> _SET EXERCISE_
Pick up the analyst call transcript on cost savings and tax assets right after the last question it shows, and carry it forward.

In terms of cost, I already answered the question. For the next 18 months, we are focused on executing CHF2.1 billion of net savings. Despite all the challenges that we are facing, I think this is the best way, really, to create value for shareholders without compromising on quality of services to clients; without compromising on control functions; and without compromising, most importantly as well, I would say, on our ability to invest in the future.
Because, clearly, we are in an industry that is still facing a lot of challenges coming from the past and today's environment. But we are also in an industry that has to compete with the future and with people who have more agile situations to compete and, therefore, we cannot stop investing. That would be very dangerous for the franchise. So, really, balancing growth and cost savings will be, regardless of market conditions, a priority for us.
Yes, in terms of your question on DTAs, we have previously indicated, of course, and, as you pointed out, we will review our DTA during our three-year planning process. As we go through that planning process, just as Sergio outlined, we will look at the beta factors and we will look at a forward view on those beta factors. And that will be incorporated into our three-year trajectory for our revenue and our performance across each of our legal entities.
Clearly, the most sensitive and what will drive any DTA action is our US entities and principally our intermediate holding company that just went live on July 1. And I won't speculate on what the impact will be, because we really actually have to get into the detail. And it is quite a technical and a detailed exercise before we come up with the implications for DTA overall.
Also, I'll just remind you, as I indicated during my speech, there also is a smaller DTA bill that we have in the UK and also in Switzerland. And as I highlighted, we do expect to see an impairment in our UK DTA, as a consequence of the expectation of this law to reduce the percentage of profits available for NOLs to go into effect. So that would result in about CHF110 million impairment.
Okay. But should we no longer consider the CHF500 million DTA guidance as valid, or does that still hold? And in terms of the broader cost planning, at what point in terms of, say, margin or revenue assumption, do you start to think perhaps, even though you've obviously got various growth assumptions, that actually maybe it's still in the better interest to take a bit more cost out, or just to take a bit more action on that side? Thank you.
In terms of the DTA, I won't provide any guidance. Next quarter we will have updated guidance on our DTA, because it would just be speculative. In terms of our costs, I think if you look forward we have CHF700 million of net cost reductions to deliver between now and the end of next year, and I think that's a fairly aggressive, robust program. And also, as we've previously indicated, beyond that the businesses will take any tactical actions that are prudent and appropriate.
Okay. Thank you.
The next question comes from Jeremy Sigee from Barclays. Please go ahead.
Good morning. Thank you. Just two questions please, related ones. I notice that in your Group ALM segment, the assets are down and the leverage ratio denominator is down for the first time after several quarters of growth, which I think is a welcome thing. But it's still your biggest business. It's still your biggest segment and biggest user of balance sheet in the Group, certainly in nominal terms. I just wanted to see if that change, quarter on quarter, is the beginning of a bigger shift? Is this a change in strategy that you're trying to run that on a leaner basis? And if so, how much further could that come down?
And my related question, really, is the same question on a Group level. You've had a lot of questions about cutting more costs in reaction to the weaker revenue outturn. And I just wondered, correspondingly, whether you were also looking at, or should be looking at balance sheet savings too, to mitigate that revenue weakness, including perhaps re-scoping your CHF250 billion/CHF950 billion RWA and leverage ratio-denominated targets for the medium term?

> _DATASET EXTRACT_
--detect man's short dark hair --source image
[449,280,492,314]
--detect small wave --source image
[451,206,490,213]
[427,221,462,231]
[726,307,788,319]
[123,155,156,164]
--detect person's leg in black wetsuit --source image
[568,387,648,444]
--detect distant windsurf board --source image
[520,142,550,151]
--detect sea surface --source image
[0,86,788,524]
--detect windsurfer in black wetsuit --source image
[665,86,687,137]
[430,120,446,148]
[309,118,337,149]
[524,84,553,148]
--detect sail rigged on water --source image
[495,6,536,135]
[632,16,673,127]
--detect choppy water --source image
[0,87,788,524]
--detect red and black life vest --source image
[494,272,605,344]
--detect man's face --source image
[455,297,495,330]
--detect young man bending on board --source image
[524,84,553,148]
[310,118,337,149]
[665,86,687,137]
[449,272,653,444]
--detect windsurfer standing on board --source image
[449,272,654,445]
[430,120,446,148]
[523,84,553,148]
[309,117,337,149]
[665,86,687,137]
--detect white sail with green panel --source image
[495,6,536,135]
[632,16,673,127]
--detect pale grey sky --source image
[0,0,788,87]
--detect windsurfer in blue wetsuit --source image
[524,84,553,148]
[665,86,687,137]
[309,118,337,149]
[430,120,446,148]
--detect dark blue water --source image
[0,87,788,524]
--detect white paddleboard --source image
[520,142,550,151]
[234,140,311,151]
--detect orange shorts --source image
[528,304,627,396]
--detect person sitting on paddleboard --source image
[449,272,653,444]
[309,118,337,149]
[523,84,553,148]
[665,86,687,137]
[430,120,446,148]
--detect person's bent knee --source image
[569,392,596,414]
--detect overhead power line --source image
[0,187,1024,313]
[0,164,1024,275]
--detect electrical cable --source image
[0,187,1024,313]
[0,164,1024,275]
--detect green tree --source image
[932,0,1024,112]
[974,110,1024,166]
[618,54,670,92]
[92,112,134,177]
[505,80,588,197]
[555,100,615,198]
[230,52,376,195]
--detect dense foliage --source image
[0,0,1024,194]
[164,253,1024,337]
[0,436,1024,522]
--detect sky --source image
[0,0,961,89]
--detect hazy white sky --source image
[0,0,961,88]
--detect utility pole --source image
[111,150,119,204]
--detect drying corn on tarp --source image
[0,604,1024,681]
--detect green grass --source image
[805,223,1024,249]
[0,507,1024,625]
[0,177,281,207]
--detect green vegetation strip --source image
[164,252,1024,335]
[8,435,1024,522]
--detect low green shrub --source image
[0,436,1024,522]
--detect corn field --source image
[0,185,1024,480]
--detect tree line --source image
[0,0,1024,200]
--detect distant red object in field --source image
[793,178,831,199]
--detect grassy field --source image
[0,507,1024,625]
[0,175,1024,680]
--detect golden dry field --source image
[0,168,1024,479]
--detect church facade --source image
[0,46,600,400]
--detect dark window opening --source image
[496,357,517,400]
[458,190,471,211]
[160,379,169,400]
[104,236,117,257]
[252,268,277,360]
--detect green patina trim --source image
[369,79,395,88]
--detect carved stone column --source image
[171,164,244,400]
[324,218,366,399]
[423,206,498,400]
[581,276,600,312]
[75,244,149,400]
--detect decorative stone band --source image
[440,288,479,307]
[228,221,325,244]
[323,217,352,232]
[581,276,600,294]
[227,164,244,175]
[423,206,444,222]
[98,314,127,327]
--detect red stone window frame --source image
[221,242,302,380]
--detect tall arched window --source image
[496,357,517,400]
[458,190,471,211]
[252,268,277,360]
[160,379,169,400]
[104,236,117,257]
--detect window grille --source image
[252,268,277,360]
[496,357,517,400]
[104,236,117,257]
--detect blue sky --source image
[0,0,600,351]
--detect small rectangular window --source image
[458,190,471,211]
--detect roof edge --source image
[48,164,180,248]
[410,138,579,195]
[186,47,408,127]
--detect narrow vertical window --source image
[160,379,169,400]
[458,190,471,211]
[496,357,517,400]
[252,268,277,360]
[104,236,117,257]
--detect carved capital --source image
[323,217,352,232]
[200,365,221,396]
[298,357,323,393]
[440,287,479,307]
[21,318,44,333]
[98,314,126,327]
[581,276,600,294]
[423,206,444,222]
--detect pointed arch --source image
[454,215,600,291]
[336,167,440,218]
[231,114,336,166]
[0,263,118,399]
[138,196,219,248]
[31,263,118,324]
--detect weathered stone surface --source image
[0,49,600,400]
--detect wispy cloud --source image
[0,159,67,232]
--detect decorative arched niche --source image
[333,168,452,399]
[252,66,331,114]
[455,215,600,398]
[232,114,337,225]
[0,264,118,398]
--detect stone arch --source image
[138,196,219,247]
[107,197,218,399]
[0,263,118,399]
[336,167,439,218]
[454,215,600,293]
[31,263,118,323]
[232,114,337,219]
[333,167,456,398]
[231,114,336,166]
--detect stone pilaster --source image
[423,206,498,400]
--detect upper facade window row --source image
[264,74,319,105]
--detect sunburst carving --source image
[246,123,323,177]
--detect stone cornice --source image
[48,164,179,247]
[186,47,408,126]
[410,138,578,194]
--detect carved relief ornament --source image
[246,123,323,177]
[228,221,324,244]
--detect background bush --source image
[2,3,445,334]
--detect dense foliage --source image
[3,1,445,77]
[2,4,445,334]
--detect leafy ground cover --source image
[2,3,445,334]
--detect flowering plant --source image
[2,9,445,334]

> _TASK ANSWER_
Yes, just on your first question, in terms of Group asset liability management, the primary activities in Group ALM are the risk management activities that they conduct on behalf of the Group and the business division. And what we guided during the last quarter was that we expect that the net result of those activities, that includes as well of course allocations back to the divisions reflecting the economics inherent in their ALM contributed balance sheet, to be negative CHF50 million a quarter.
This quarter that line was negative CHF53 million, very much in line with what we guided last quarter. Beyond that, what you see is accounting asymmetry that tends to result from our hedging activities and how we account for those hedges. So the profit that is reflected this quarter in Group ALM really reflects accounting asymmetries and hedge ineffectiveness that more than offset the CHF53 million loss for risk management activities.
Sorry, if I could stop you. My question is really about the balance sheet in that segment, because it's just enormous; it's bigger than your investment bank. It's been growing like crazy for the last several quarters. And so given that you're leverage constrained as a Group, there's a huge slug of leverage denominator sitting in that Group ALM thing. As I say, it's been growing. It's just started shrinking for the first time, which I'm saying is I think is a very welcome development. And really, what I'm asking you is whether that shrinkage in the balance sheet and the capital usage, certainly in leverage terms, can come down further in Group ALM?
So the shrinkage that you saw in Group ALM during the quarter was actually just a reduction in our business division's structured finance activity. So they've raised less cash in the market during the quarter and that resulted in a reduction in ALM. And then there was some off balance sheet, some derivatives reductions. I don't think that that's an indication or a trend where you should expect to see the balance sheet in Group ALM go down over time.
The question I answered before about LCR, obviously, our objective would be to manage the Group at a lower LCR level, once we're able to fully implement the infrastructure associated with our new legal entity structure. And as we move in that direction, that should result in some ability to bring down the overall level of liquidity that we have to hold at a Group level. But that will take time. That will take a couple of years before we've fully implemented everything that's required.
It's reflected in the level of cash that we hold as a Group. It really is, our LCR ratio of 134% really just indicates what level of high-quality liquid assets and cash that we hold as a Group to meet our prudential and regulatory requirements.
In terms of your balance sheet question, I think actually what you see currently is because of the market conditions, the lack of client volumes, the lack of primary market volumes, the lack of opportunity to put risk -- put balance sheet to work on behalf of our clients is exactly why you see our current balance sheet at low levels. Levels well below the CHF950 billion in LRD we guided at CHF898 billion.
You also see our RWA well below the CHF250 billion that we guided at CHF214 billion. And I think what you would expect is that if market conditions don't change, if we continue to have environment where it's -- clients are not active and where there aren't risk opportunities that are sensible, that we will not deploy or increase our balance sheet. The expectations were really given under more normalized market conditions. Clearly, we are extremely active in optimizing both RWA as well as our LRD. In every quarter, we tend to deliver a very significant amount of optimization.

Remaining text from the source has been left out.